External criteria are often used to display the results of search engines. Perhaps the best-known example of external display criteria is the PageRank method used by Google that ranks pages according to how many other pages are linked to it. Other methods include the Hub-Threshold Kleinberg algorithm. I use the term P_i to generally represent ranking methods.

Regardless of which kind of ranking criteria is used, there is often also a display threshold. Retrieved objects that have a ranking below the display threshold are not shown to users. An object with a very low ranking is thought to be irrelevant and its relationship with the query is thought to be random, rather than due to any relationship that would be significant to users.

Post-Retrieval Filtering

What I propose is another step after retrieval and display to further refine the results and reduce the number of retrieved objects to one that is reasonable to examine. There are several ways this can be accomplished using combinations of object filters, new query filters, negative query filters, threshold filters, and object relationship filters.

Object filtering is the process of letting users eliminate individual objects or whole sets of objects from the user information domain D_U. This can be done by letting users specify objects to remove or categories of objects to remove. The removal process is dependent on the type of information being retrieved. When the retrieved objects are files, the criteria used to remove objects might be file name, location (path name), size, modification date, or creation date. With regard to CodeMatch, the general file filtering, specific file filtering, and folder filtering are examples of object filtering. In the case of a search engine, a user could specify to remove certain websites from the search results, or users could specify certain web page names to be removed. Users could also click on certain specific pages to be removed.

New query filtering refers to using a new query on the retrieved user domain D_U to create a new domain D_U' that is a subset of D_U. Some search engines provide this kind of filtering by allowing the user to further search the retrieved results with a new Boolean expression of keywords.

Negative query filtering refers to applying a query to the retrieved information in order to eliminate objects. For instance, suppose the original query is a Boolean query to find all documents with the phrases "software," "source code," or "correlation." A query-based elimination filter would be one where the user eliminates all retrieved documents that contain the keyword "correlation." This would be equivalent to an original query to find all documents with the phrases "software" and "source code" but not "correlation." There are two reasons in particular that negative query filtering is useful:

If the user were to perform a new query to the search engine, it would require more resources (compute power, storage space, network bandwidth, and so on) than a negative query filter performed on the retrieved objects. For example, the negative query could be done locally on the client computer.
If the query is a best-match query rather than an exact-match query, the negative query filter can be used to get results that may be difficult for users to define with a single query.

Threshold filtering involves setting thresholds for displaying the retrieved objects to the user after the information has been retrieved. I define three kinds of threshold filters—relationship thresholds, ranking thresholds, and number thresholds. Combinations of these thresholds are also possible.

With a relationship threshold, the value used for determining the threshold is the R_i relationship between the query and the objects. In other words, any object O_i with relationship R_i that is less than threshold T gets eliminated from the results.

Ranking threshold filtering can be based on the information display ranking. For example, the Google PageRank criteria can be used such that any object O_i with rank P_ithat is less than threshold T gets eliminated from the results.

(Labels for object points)
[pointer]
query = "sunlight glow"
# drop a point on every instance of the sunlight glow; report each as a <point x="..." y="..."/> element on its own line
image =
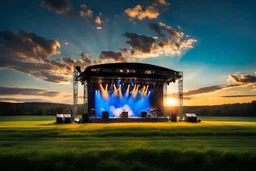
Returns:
<point x="172" y="101"/>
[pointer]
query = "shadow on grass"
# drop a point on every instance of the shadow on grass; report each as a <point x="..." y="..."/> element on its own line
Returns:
<point x="128" y="159"/>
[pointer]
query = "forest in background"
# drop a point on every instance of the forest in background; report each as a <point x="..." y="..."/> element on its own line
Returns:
<point x="34" y="108"/>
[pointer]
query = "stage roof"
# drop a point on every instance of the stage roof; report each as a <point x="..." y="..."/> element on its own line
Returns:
<point x="128" y="70"/>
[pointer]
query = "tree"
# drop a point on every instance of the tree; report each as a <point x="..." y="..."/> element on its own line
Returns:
<point x="66" y="111"/>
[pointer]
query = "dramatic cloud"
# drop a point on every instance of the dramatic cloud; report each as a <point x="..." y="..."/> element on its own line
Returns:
<point x="160" y="2"/>
<point x="84" y="12"/>
<point x="144" y="46"/>
<point x="209" y="89"/>
<point x="243" y="78"/>
<point x="156" y="28"/>
<point x="83" y="6"/>
<point x="112" y="56"/>
<point x="29" y="53"/>
<point x="140" y="43"/>
<point x="98" y="20"/>
<point x="27" y="91"/>
<point x="141" y="13"/>
<point x="59" y="6"/>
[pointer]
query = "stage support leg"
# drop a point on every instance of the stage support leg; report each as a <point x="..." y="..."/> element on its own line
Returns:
<point x="85" y="97"/>
<point x="75" y="94"/>
<point x="180" y="94"/>
<point x="165" y="99"/>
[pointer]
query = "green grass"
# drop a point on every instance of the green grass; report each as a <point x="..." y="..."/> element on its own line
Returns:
<point x="217" y="143"/>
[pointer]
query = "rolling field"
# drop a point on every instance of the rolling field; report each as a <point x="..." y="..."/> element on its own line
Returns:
<point x="217" y="143"/>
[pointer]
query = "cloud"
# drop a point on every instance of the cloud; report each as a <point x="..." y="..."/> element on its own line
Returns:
<point x="243" y="95"/>
<point x="113" y="56"/>
<point x="59" y="6"/>
<point x="243" y="78"/>
<point x="140" y="43"/>
<point x="27" y="91"/>
<point x="172" y="32"/>
<point x="22" y="100"/>
<point x="156" y="28"/>
<point x="86" y="14"/>
<point x="141" y="13"/>
<point x="83" y="6"/>
<point x="98" y="20"/>
<point x="29" y="53"/>
<point x="161" y="2"/>
<point x="208" y="89"/>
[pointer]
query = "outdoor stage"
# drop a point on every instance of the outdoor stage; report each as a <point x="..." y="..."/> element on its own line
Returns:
<point x="132" y="119"/>
<point x="126" y="92"/>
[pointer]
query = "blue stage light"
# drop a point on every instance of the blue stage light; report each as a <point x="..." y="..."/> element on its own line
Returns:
<point x="115" y="105"/>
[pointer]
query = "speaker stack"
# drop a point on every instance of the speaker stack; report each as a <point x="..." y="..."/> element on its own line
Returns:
<point x="105" y="115"/>
<point x="85" y="118"/>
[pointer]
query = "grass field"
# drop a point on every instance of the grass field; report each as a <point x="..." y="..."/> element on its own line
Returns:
<point x="217" y="143"/>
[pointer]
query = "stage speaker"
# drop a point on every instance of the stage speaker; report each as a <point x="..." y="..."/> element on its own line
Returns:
<point x="143" y="114"/>
<point x="124" y="115"/>
<point x="174" y="117"/>
<point x="105" y="115"/>
<point x="85" y="118"/>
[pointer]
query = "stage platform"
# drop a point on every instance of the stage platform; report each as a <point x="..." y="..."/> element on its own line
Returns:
<point x="132" y="119"/>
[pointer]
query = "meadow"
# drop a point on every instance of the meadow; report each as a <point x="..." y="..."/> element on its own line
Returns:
<point x="217" y="143"/>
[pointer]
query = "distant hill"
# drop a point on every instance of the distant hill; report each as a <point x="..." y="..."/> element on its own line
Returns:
<point x="38" y="108"/>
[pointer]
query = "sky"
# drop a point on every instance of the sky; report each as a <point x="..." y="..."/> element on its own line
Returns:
<point x="211" y="41"/>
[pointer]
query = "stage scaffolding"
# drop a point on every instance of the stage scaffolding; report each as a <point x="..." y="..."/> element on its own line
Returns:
<point x="76" y="79"/>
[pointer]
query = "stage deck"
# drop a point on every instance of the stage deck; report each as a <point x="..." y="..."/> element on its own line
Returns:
<point x="137" y="119"/>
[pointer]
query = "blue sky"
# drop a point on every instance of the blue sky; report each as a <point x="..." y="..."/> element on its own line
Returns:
<point x="224" y="31"/>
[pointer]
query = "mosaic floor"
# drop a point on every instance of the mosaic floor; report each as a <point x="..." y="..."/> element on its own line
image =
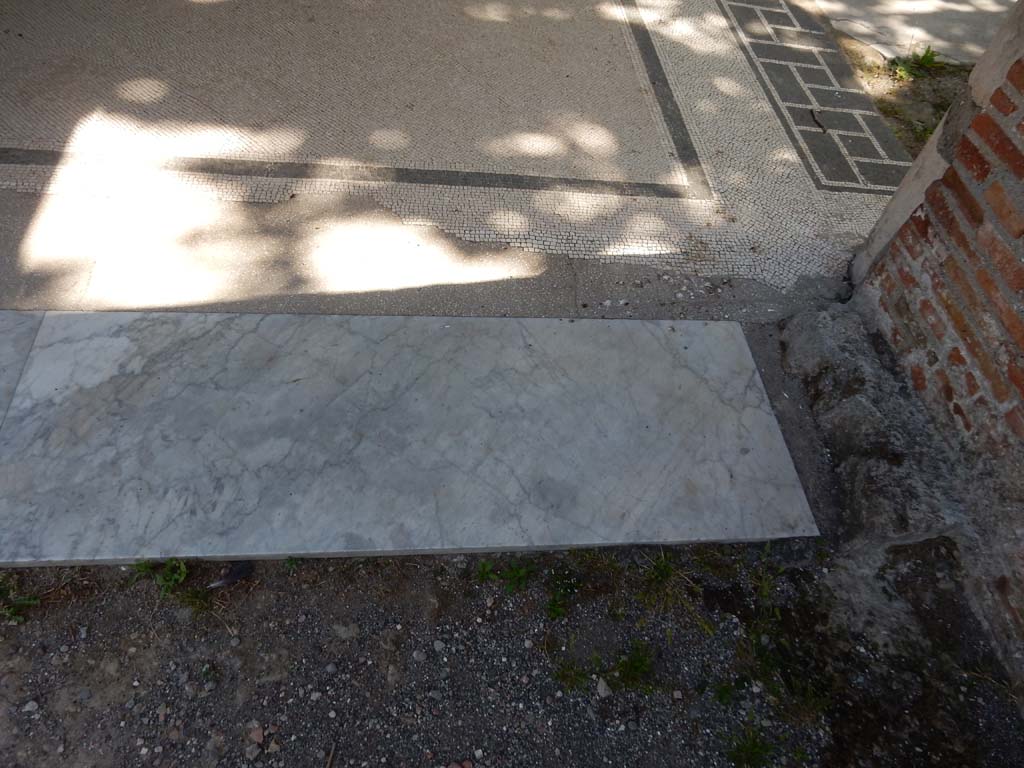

EXERCISE AIM →
From the text on filtering search results, return the passage starting with "Regardless of which" and going on through "significant to users.". The data are not needed for anything here.

WORKED ANSWER →
Regardless of which kind of ranking criteria is used, there is often also a display threshold. Retrieved objects that have a ranking below the display threshold are not shown to users. An object with a very low ranking is thought to be irrelevant and its relationship with the query is thought to be random, rather than due to any relationship that would be significant to users.